==== Extracted entries
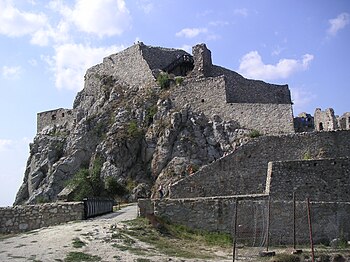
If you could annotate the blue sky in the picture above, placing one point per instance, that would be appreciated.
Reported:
(46, 47)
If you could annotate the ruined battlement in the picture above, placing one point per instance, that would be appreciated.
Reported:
(206, 88)
(59, 116)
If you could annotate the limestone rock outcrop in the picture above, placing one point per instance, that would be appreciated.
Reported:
(145, 134)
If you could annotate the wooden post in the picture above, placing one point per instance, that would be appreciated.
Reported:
(235, 231)
(294, 232)
(268, 224)
(310, 230)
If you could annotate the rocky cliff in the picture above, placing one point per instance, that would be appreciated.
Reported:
(127, 120)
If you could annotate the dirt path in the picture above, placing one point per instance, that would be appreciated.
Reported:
(96, 237)
(54, 243)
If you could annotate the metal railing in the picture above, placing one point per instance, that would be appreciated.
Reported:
(97, 206)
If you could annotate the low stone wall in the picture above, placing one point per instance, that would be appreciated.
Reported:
(24, 218)
(321, 180)
(245, 170)
(329, 219)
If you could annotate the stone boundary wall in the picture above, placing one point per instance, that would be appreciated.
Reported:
(321, 180)
(243, 90)
(59, 116)
(28, 217)
(330, 219)
(245, 170)
(208, 95)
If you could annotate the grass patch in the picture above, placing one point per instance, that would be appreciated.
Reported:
(6, 236)
(80, 257)
(179, 241)
(142, 260)
(20, 245)
(254, 133)
(286, 258)
(77, 243)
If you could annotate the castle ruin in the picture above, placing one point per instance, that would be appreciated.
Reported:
(275, 166)
(210, 89)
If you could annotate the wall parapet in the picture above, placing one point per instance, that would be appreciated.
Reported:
(29, 217)
(330, 219)
(321, 179)
(60, 116)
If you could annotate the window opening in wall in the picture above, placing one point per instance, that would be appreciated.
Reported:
(320, 126)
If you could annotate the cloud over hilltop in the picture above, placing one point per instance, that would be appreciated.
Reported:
(252, 66)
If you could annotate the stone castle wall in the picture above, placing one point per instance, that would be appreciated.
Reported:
(330, 219)
(24, 218)
(59, 116)
(208, 95)
(246, 168)
(325, 120)
(322, 180)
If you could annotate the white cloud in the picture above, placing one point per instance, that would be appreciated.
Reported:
(146, 6)
(241, 12)
(219, 23)
(252, 66)
(338, 23)
(11, 72)
(15, 23)
(191, 32)
(187, 48)
(301, 99)
(5, 144)
(60, 34)
(101, 17)
(71, 61)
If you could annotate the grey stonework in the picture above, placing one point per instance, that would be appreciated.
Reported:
(325, 182)
(61, 116)
(344, 121)
(24, 218)
(330, 219)
(246, 168)
(208, 88)
(325, 120)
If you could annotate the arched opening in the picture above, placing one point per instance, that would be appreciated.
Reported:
(320, 126)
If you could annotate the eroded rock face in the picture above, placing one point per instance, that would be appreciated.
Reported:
(141, 137)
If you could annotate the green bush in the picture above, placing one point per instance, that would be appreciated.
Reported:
(307, 156)
(179, 80)
(285, 258)
(114, 188)
(87, 182)
(254, 133)
(133, 131)
(163, 80)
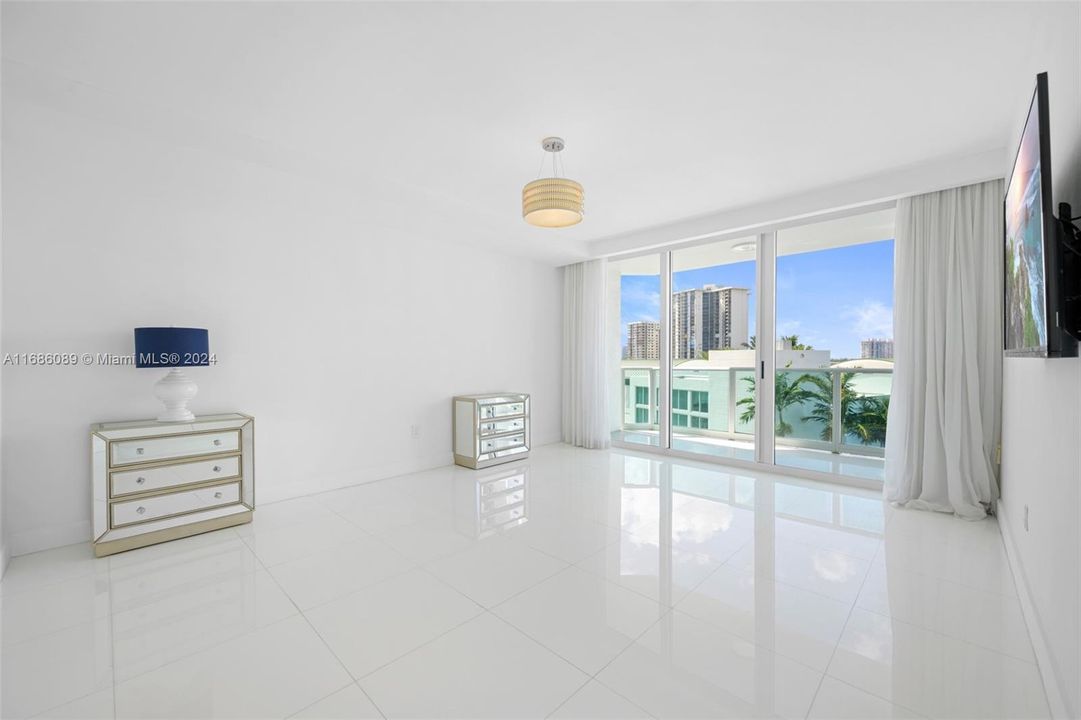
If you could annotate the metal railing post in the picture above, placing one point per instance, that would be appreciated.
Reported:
(838, 425)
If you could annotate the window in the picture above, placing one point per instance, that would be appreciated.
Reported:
(699, 401)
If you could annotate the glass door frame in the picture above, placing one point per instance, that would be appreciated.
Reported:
(765, 258)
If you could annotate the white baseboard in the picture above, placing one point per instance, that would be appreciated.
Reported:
(45, 538)
(1052, 687)
(328, 481)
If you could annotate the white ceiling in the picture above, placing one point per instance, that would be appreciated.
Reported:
(668, 109)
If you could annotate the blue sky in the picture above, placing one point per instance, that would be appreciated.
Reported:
(831, 298)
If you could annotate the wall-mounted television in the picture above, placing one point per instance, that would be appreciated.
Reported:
(1033, 283)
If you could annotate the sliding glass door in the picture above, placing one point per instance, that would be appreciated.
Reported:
(833, 351)
(695, 331)
(711, 348)
(634, 346)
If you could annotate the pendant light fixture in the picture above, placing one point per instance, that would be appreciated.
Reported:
(552, 201)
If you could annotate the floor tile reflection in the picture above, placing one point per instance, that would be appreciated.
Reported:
(574, 584)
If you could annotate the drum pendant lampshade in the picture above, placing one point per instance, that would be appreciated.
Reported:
(552, 201)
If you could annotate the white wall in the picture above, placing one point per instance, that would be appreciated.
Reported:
(1041, 434)
(334, 328)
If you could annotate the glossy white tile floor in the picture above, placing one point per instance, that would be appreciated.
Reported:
(629, 587)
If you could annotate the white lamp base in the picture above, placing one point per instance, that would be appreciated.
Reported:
(175, 389)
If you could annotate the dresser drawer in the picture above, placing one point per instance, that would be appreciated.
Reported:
(502, 410)
(498, 427)
(178, 503)
(495, 444)
(173, 476)
(129, 452)
(496, 503)
(502, 484)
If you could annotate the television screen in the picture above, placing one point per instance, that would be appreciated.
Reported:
(1030, 301)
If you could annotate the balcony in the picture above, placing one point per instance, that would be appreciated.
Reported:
(829, 420)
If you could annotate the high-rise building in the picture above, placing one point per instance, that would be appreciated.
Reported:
(876, 348)
(643, 341)
(710, 318)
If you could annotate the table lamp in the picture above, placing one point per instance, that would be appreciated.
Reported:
(173, 347)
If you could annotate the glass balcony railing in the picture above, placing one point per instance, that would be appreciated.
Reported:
(841, 410)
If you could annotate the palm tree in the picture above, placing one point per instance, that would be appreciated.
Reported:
(868, 422)
(787, 392)
(793, 343)
(863, 416)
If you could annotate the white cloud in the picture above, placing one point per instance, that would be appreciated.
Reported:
(788, 328)
(870, 319)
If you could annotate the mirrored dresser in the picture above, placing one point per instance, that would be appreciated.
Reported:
(490, 429)
(159, 481)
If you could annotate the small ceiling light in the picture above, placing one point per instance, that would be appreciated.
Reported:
(552, 201)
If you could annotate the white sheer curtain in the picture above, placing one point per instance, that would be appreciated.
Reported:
(585, 382)
(945, 410)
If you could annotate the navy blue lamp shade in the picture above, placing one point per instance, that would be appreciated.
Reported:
(171, 347)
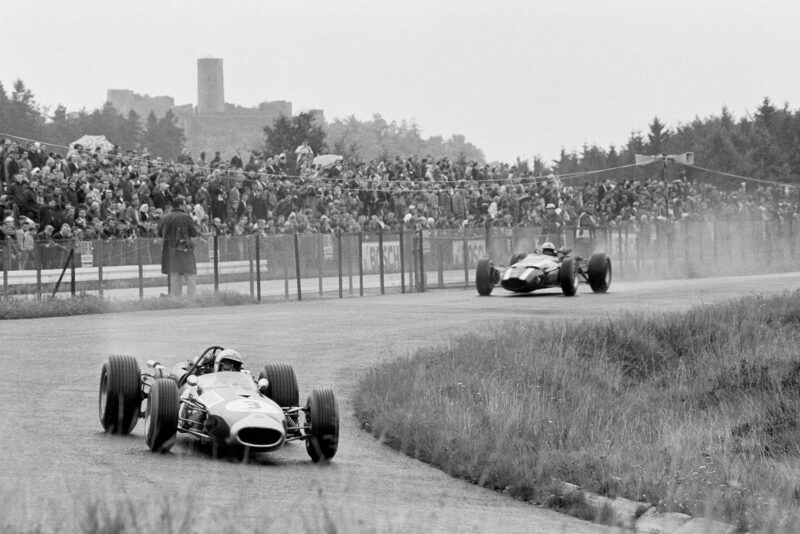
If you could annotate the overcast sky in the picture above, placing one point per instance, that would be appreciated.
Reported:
(517, 78)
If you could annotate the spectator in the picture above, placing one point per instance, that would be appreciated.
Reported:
(177, 256)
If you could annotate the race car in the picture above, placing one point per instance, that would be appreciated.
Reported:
(230, 410)
(539, 270)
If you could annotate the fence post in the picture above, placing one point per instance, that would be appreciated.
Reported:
(285, 258)
(297, 266)
(216, 264)
(72, 271)
(421, 263)
(320, 256)
(380, 258)
(100, 266)
(141, 270)
(251, 266)
(441, 261)
(6, 260)
(361, 263)
(466, 260)
(258, 267)
(38, 274)
(339, 261)
(402, 263)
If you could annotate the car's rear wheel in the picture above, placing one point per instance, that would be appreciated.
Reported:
(568, 277)
(120, 397)
(599, 272)
(484, 277)
(283, 390)
(282, 386)
(161, 417)
(515, 257)
(323, 431)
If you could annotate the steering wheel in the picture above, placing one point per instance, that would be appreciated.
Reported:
(212, 350)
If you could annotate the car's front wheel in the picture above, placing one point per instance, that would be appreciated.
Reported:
(568, 277)
(120, 397)
(323, 431)
(599, 272)
(161, 417)
(484, 277)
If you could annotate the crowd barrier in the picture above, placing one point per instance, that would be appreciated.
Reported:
(298, 266)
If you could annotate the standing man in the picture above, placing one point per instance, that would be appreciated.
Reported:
(177, 255)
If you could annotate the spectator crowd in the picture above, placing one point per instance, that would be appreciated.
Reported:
(91, 194)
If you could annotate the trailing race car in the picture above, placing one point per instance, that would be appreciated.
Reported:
(550, 268)
(213, 400)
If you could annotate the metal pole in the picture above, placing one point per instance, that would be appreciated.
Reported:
(141, 270)
(339, 257)
(466, 260)
(402, 263)
(72, 271)
(320, 255)
(258, 267)
(100, 266)
(441, 261)
(38, 275)
(6, 261)
(216, 263)
(421, 263)
(297, 267)
(361, 263)
(380, 257)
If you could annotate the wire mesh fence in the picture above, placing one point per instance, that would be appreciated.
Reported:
(305, 266)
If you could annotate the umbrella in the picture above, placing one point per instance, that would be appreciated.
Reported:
(91, 143)
(326, 160)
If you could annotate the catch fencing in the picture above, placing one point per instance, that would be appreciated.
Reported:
(303, 266)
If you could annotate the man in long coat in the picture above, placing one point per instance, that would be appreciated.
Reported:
(178, 264)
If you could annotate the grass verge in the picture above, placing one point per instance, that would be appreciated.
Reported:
(83, 303)
(694, 412)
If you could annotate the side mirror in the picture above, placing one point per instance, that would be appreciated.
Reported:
(263, 384)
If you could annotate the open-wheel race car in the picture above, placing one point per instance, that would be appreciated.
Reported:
(528, 272)
(228, 409)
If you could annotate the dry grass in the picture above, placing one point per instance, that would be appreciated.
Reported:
(694, 412)
(82, 304)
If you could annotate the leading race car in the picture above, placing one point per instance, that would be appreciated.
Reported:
(549, 268)
(228, 409)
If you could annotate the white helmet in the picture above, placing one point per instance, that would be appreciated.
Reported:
(228, 360)
(549, 249)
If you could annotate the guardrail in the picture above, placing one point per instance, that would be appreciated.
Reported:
(300, 266)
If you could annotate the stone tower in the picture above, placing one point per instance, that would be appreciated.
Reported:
(210, 86)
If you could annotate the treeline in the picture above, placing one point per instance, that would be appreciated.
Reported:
(763, 145)
(21, 115)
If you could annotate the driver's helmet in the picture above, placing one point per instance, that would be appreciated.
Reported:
(228, 360)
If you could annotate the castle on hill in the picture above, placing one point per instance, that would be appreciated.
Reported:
(213, 125)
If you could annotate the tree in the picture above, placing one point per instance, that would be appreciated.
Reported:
(657, 137)
(286, 134)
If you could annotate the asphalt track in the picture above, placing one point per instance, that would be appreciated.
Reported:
(54, 458)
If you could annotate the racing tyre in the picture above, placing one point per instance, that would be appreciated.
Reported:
(484, 275)
(599, 272)
(323, 431)
(161, 417)
(120, 394)
(282, 384)
(568, 277)
(283, 390)
(515, 257)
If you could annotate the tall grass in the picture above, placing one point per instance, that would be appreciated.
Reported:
(83, 303)
(694, 412)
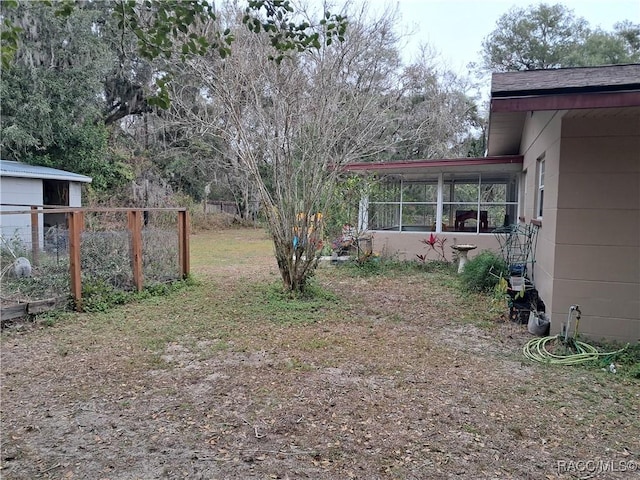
========
### What is being asked
Report the number of lines in the records above that include "grass", leaving out any other words.

### Result
4